- Position identification entries:

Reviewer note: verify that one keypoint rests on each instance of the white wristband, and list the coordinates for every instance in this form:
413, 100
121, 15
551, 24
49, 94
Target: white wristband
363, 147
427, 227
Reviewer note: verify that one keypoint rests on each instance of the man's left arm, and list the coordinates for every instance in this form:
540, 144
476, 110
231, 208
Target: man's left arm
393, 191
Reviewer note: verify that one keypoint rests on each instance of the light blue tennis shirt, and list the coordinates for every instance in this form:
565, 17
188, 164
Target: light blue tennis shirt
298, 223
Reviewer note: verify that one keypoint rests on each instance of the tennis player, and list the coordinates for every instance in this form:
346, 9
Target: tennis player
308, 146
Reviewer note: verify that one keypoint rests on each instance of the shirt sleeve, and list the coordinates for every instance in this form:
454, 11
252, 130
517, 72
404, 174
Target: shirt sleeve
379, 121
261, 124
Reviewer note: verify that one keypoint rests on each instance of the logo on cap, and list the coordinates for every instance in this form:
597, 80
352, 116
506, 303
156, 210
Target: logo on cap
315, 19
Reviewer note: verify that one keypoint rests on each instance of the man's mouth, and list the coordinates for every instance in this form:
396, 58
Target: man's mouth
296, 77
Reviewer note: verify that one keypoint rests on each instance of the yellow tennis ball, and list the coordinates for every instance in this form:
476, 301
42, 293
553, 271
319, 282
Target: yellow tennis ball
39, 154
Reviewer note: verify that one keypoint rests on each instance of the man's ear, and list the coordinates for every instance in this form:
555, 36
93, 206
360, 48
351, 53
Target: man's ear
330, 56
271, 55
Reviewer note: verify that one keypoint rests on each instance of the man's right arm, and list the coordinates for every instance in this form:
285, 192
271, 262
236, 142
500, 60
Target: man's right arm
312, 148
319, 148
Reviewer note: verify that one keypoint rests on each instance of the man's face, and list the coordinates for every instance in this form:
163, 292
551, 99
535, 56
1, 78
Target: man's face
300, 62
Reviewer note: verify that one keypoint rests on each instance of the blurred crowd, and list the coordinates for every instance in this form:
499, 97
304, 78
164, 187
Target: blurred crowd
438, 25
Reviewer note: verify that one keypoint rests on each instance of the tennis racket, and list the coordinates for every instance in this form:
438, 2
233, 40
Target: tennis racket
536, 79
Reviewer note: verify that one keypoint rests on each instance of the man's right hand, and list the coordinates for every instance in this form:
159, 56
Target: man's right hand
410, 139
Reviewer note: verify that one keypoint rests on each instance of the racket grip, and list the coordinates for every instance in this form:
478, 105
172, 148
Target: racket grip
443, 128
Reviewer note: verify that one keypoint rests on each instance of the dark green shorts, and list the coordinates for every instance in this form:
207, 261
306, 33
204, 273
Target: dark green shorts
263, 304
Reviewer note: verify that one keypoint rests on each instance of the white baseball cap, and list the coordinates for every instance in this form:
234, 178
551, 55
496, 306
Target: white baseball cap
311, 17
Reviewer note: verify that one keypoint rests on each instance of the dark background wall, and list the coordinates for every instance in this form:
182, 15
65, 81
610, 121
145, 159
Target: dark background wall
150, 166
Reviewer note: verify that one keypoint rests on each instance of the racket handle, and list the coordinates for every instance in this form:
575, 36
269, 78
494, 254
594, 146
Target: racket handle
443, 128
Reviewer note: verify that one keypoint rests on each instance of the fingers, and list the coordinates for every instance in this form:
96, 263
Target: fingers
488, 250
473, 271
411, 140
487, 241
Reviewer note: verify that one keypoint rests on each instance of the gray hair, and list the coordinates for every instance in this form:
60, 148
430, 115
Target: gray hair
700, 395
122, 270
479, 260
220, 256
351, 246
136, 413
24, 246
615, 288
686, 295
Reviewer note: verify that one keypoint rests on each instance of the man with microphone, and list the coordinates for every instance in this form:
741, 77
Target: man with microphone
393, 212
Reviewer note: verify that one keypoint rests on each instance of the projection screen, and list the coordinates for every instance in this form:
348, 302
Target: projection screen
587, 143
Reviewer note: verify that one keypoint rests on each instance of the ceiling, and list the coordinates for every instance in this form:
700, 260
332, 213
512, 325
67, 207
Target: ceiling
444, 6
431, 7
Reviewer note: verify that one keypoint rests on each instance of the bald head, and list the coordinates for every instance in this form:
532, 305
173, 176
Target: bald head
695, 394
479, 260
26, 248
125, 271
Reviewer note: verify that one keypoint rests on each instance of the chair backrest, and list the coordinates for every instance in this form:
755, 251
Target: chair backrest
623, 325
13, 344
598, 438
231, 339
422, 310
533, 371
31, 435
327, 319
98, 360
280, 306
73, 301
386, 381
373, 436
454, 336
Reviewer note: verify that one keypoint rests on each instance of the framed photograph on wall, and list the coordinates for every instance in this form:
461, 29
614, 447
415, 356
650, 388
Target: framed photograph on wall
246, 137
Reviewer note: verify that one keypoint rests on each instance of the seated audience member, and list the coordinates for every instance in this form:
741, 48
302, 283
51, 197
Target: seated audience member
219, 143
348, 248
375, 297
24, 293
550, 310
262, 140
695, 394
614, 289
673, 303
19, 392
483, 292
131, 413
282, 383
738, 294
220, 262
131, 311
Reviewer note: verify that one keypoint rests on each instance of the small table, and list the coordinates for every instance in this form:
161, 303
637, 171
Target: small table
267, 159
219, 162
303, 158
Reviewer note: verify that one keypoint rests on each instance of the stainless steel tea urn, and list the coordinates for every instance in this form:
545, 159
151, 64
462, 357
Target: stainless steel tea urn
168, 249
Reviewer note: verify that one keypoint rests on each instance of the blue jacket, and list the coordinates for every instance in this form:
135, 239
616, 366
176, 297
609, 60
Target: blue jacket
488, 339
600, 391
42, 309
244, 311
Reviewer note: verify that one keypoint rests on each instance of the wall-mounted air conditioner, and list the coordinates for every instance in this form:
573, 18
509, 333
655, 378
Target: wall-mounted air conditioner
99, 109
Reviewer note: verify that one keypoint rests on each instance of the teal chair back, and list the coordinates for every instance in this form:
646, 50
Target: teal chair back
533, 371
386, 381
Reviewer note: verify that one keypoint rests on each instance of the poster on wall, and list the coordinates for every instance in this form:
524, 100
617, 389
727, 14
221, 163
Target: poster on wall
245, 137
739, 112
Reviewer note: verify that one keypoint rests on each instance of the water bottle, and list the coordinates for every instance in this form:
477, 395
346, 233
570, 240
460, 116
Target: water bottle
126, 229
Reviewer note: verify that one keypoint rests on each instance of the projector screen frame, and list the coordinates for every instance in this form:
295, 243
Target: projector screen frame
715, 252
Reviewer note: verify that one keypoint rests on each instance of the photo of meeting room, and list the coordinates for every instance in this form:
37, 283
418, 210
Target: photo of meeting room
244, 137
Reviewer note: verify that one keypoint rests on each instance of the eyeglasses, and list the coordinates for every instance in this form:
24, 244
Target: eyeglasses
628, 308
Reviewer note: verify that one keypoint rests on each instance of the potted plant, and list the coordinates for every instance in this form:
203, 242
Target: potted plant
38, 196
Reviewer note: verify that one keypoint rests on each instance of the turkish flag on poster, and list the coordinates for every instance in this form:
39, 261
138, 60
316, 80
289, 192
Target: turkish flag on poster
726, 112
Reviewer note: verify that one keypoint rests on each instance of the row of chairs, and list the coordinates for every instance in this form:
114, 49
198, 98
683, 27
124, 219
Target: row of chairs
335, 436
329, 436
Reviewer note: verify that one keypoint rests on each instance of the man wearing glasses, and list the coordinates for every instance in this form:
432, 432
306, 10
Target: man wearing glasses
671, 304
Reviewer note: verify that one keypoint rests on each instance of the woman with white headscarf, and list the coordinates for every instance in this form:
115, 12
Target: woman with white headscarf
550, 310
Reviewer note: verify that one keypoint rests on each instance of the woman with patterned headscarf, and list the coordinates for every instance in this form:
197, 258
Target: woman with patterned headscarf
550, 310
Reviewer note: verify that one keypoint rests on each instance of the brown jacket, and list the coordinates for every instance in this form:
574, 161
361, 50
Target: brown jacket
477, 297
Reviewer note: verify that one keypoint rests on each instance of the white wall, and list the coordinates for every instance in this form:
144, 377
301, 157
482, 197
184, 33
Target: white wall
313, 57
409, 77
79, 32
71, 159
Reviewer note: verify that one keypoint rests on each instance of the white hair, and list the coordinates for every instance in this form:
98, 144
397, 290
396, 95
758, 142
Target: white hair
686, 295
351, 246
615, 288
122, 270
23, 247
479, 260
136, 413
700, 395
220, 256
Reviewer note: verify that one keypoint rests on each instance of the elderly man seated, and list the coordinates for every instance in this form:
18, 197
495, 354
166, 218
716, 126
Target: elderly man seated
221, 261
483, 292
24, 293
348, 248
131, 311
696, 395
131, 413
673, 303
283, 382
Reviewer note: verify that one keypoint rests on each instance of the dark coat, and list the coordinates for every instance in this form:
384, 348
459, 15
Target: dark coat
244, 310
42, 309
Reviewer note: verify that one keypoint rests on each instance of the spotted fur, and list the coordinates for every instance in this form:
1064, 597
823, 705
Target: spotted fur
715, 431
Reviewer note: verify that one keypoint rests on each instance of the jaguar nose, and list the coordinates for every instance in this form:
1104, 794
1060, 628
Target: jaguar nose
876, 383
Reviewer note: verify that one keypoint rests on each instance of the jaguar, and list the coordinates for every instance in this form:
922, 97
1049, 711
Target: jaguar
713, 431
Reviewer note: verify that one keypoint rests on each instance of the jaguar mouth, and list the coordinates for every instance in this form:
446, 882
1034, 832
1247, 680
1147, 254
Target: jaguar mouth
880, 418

- CHALLENGE:
Please copy the entries from the line with "of the spotted" through the end of the entries, changing "Reviewer note" to "Annotator note" and leaving everything else untouched. Give only those lines.

- RESULT OF THE TASK:
Annotator note: verify that one keypoint rests on each instance of the spotted fur, and list the coordinates for every instance in this form:
1064, 597
823, 705
Target: spotted fur
715, 431
Annotator note: verify that one keypoint rests on each instance of the jaguar nose, and list the coordinates for every instance in this form:
1104, 794
1060, 628
Target: jaguar nose
876, 383
Annotator note: verify that one keypoint rests on each instance of the jaguar, and list the coordinates for every instance in this form:
922, 97
1049, 711
Target: jaguar
713, 431
Annotator note: verify that one keypoint rests on each instance of the jaguar mouth, and list the coordinates for every instance in this form:
446, 882
1034, 832
1247, 680
1147, 254
Target: jaguar mouth
880, 418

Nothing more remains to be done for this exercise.